GIVEN INFORMATION
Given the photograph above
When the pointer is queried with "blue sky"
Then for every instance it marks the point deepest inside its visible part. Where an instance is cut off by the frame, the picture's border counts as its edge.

...

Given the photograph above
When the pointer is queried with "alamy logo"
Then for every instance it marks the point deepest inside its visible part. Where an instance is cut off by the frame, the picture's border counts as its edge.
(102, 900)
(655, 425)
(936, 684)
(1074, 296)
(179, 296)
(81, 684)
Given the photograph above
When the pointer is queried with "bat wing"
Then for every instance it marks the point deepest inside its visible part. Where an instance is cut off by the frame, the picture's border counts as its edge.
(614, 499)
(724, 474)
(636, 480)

---

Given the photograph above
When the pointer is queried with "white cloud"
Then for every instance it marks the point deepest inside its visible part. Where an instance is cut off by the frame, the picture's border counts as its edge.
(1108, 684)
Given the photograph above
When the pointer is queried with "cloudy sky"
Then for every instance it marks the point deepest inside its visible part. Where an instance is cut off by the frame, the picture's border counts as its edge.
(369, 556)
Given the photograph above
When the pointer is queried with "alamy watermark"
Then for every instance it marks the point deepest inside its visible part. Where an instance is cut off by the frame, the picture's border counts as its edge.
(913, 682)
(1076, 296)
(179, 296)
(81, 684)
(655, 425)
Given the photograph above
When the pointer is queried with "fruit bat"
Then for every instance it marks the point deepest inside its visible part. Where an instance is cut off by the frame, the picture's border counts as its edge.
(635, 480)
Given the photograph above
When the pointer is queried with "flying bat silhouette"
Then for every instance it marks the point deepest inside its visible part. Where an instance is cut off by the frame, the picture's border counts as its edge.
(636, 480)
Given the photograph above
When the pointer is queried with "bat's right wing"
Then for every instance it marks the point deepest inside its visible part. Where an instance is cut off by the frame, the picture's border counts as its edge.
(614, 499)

PROMPT
State how many of the lines above contain the string "queried", treating uppercase and lowercase as different, and reply with the number alone.

ANSWER IN FULL
9